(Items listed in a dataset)
○ ○ ○ ○
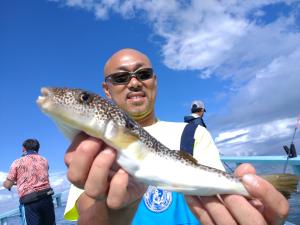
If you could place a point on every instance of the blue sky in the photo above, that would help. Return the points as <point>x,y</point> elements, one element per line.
<point>240,57</point>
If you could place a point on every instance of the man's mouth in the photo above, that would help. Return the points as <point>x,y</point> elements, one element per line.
<point>136,95</point>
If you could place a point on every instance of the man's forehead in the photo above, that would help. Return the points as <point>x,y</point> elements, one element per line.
<point>126,59</point>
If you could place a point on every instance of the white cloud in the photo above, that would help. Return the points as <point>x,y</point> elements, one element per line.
<point>257,139</point>
<point>256,47</point>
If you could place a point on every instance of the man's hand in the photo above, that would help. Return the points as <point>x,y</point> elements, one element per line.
<point>268,207</point>
<point>92,167</point>
<point>8,184</point>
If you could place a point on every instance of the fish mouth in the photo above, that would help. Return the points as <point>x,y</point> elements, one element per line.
<point>42,99</point>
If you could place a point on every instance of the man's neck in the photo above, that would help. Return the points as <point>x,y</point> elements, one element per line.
<point>148,120</point>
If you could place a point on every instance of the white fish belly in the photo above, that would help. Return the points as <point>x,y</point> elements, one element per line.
<point>176,176</point>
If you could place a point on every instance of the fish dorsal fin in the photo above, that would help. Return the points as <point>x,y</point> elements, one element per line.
<point>188,157</point>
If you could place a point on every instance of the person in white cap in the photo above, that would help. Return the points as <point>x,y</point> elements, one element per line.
<point>197,110</point>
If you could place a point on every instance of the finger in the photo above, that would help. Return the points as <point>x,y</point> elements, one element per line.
<point>217,211</point>
<point>118,194</point>
<point>242,211</point>
<point>82,160</point>
<point>97,182</point>
<point>198,209</point>
<point>245,168</point>
<point>275,205</point>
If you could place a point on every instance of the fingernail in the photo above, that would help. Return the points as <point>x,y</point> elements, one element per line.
<point>108,151</point>
<point>249,179</point>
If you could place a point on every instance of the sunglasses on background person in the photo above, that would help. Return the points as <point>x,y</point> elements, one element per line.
<point>125,76</point>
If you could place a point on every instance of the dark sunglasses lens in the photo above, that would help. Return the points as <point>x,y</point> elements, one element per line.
<point>144,74</point>
<point>120,78</point>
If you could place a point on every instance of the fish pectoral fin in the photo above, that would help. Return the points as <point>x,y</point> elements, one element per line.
<point>176,189</point>
<point>286,184</point>
<point>186,156</point>
<point>67,131</point>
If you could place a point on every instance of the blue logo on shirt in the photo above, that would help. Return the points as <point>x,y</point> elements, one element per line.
<point>157,200</point>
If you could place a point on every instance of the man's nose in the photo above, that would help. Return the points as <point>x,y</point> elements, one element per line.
<point>134,82</point>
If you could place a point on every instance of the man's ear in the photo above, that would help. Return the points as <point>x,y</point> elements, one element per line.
<point>106,90</point>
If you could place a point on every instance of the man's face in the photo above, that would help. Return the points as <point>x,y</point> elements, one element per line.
<point>136,97</point>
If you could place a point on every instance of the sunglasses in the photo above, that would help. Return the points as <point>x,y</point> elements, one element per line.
<point>124,77</point>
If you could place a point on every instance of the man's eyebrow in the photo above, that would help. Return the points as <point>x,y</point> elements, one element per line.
<point>137,66</point>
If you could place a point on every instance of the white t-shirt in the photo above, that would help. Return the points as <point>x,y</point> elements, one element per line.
<point>169,134</point>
○ ○ ○ ○
__Your objective__.
Please reproduce word for word the lines starting at the one containing "of the dark" and ending at the one containing "<point>124,77</point>", including both of those lines.

__Written answer__.
If you could place a point on every instance of the dark sunglasses lens in the photo above, that would help. Return the points as <point>x,y</point> elements, one element per line.
<point>144,74</point>
<point>120,78</point>
If you could place a point on every instance of the fish pectoral fin in the photo above, that would help. Return the points as <point>x,y</point> elements, one element per line.
<point>176,189</point>
<point>286,184</point>
<point>186,156</point>
<point>67,131</point>
If you could place a point on every instance of the blue logo on shirt in the photo above, that would help. Return the points as <point>x,y</point> elements, one element per line.
<point>157,200</point>
If you could place a point on every instance of the man's nose in the photo above, that would help. Return the points as <point>x,y</point> elements, one element per line.
<point>134,82</point>
If you could place a point on every instance of the man's ear in the photo above, that would help. Return the points as <point>x,y</point> elements, one element per line.
<point>106,90</point>
If you could place a point on every instance of the man's face in the photo above, that would help. Return the points as <point>x,y</point> elements, one element per line.
<point>136,97</point>
If you could place a point on every instance of the sunglasses in the photo above, that would help. Return the points as <point>x,y</point> elements, one element per line.
<point>124,77</point>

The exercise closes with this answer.